**Data to use:**
[Start]

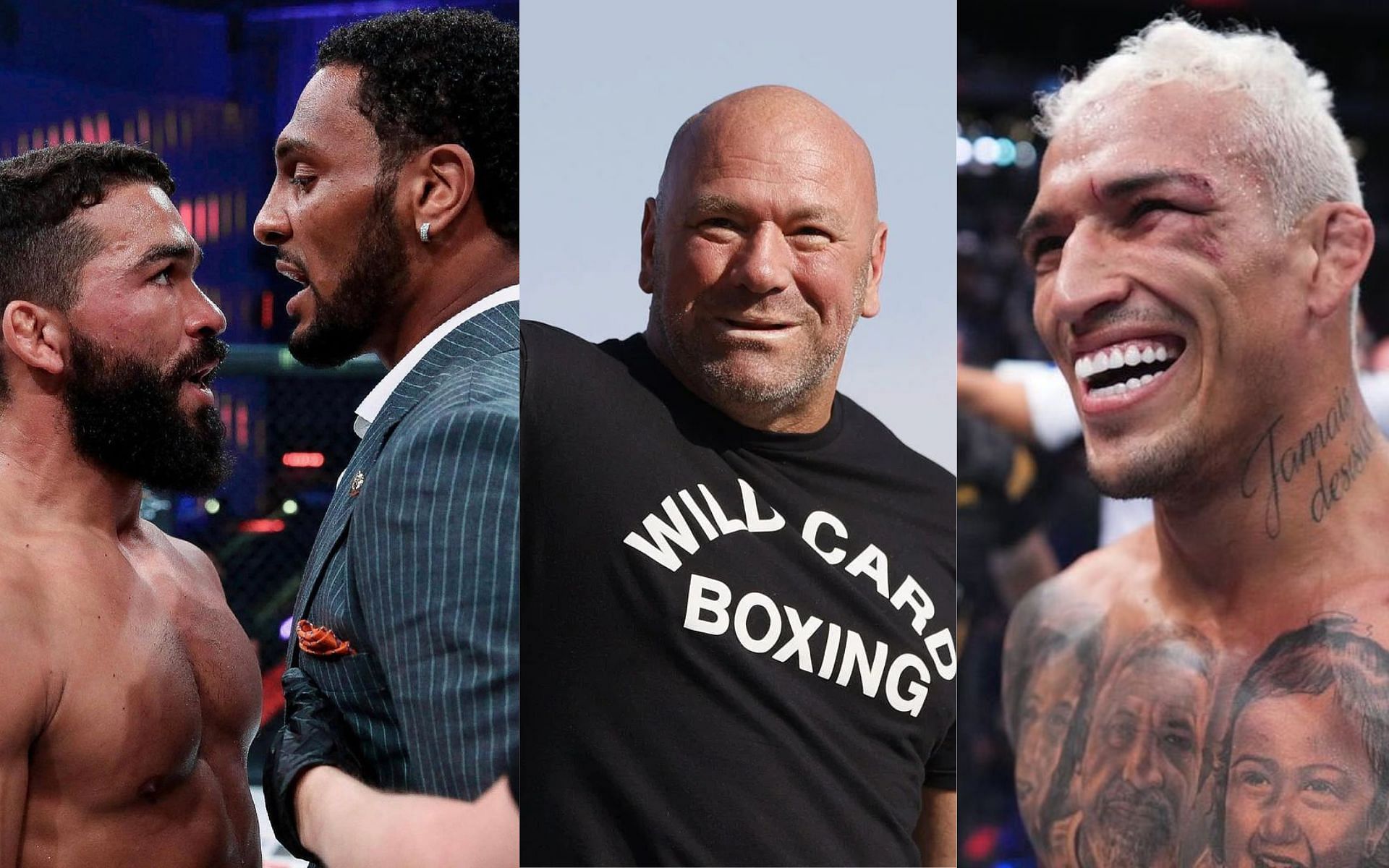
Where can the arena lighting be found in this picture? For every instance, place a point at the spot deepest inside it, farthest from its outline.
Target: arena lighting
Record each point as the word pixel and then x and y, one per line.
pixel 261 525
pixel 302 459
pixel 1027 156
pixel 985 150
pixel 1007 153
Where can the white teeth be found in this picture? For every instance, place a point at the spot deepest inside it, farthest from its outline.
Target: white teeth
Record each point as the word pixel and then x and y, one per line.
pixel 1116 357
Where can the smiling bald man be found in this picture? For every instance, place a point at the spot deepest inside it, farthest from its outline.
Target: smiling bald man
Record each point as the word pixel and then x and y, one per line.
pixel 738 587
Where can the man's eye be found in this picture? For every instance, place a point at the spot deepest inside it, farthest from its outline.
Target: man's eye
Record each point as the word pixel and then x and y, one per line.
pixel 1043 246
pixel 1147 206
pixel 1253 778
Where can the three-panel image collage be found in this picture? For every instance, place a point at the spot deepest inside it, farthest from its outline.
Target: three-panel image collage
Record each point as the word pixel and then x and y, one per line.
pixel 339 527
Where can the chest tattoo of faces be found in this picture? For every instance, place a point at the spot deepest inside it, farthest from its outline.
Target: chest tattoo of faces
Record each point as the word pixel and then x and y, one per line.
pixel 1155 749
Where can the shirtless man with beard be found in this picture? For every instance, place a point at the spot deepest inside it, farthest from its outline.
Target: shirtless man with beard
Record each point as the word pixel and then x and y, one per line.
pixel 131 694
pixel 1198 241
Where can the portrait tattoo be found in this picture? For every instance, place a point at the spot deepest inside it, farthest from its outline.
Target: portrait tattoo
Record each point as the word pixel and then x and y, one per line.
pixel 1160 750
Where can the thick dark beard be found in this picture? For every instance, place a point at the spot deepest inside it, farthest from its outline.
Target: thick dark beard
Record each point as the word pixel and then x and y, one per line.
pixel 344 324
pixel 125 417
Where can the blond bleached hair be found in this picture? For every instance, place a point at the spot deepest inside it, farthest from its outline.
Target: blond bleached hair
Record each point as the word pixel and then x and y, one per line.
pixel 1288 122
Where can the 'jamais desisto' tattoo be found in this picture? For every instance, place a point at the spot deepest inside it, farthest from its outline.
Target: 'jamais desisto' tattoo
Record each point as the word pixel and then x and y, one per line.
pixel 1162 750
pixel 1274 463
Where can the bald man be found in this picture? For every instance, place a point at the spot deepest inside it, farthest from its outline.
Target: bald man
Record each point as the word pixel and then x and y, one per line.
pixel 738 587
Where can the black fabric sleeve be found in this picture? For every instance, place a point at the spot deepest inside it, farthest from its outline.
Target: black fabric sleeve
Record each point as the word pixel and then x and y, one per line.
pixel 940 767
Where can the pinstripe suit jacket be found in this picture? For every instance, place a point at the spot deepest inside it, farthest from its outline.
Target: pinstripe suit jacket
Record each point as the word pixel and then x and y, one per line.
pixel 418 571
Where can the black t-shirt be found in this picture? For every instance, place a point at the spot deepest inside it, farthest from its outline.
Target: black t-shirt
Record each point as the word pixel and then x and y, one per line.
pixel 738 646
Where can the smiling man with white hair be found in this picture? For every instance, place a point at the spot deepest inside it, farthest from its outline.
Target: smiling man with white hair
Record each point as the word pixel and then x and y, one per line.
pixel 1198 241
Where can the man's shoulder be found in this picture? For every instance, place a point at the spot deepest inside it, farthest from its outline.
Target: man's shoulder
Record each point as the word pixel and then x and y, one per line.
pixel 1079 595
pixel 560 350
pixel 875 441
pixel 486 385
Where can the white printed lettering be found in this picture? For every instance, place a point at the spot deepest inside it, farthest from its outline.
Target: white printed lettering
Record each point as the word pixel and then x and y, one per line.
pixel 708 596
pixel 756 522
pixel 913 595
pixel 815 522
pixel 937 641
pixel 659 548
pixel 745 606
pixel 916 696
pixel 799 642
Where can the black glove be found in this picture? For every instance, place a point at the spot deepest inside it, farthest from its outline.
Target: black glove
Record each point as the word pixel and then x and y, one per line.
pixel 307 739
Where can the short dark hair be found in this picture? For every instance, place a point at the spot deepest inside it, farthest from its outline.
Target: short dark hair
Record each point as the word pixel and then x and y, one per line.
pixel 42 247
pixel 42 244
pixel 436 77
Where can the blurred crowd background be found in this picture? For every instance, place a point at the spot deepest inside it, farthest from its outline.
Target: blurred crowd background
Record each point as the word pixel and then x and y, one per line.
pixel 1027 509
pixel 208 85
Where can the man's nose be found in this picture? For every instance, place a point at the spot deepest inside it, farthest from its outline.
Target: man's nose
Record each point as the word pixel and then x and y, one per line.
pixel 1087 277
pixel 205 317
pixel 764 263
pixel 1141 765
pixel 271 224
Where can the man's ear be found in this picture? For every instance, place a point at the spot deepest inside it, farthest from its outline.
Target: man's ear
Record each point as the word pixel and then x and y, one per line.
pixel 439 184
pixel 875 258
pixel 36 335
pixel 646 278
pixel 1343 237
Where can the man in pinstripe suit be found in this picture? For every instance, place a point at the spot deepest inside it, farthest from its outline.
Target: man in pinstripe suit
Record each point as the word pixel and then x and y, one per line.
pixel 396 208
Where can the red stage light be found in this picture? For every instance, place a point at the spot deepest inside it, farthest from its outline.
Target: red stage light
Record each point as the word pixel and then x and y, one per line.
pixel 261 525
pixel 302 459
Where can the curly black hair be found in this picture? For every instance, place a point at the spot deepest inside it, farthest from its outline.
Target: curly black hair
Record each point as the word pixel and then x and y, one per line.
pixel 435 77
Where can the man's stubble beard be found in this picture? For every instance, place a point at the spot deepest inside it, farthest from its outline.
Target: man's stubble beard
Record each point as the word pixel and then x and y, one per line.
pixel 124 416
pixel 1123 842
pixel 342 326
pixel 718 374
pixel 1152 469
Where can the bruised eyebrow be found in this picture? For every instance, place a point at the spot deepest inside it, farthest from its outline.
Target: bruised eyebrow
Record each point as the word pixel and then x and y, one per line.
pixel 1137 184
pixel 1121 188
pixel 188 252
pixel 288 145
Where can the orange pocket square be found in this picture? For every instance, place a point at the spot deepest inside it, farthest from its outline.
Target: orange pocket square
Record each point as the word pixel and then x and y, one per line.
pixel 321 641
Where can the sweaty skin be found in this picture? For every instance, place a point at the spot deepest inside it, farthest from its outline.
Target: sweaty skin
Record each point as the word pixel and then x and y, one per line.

[End]

**The exercise:**
Copy out the data verbatim, everything from the line containing "Where can the 'jamais" down to the line containing "pixel 940 767", with both of those lines included.

**Result for this task:**
Where can the 'jamais desisto' tattoo be found in this picture? For every instance, place a point at the spot deepest inside it, farthest from its outline.
Target: 'jamais desisto' tattoo
Record each point as the word pixel and then x and y, one per line.
pixel 1162 750
pixel 1274 463
Where can the bald man be found in this picture? For every instance, place a point at the spot deepest inside it, farthest from its outline.
Target: bald man
Record each point as the word pixel and then x and y, one per line.
pixel 738 587
Where can the black fabric sleeve be found in this picture? For every instance, place a point at the spot deepest inside it, farthest from its outline.
Target: black fabric sleeve
Record each point as the word pixel and then x and y, one per line.
pixel 940 767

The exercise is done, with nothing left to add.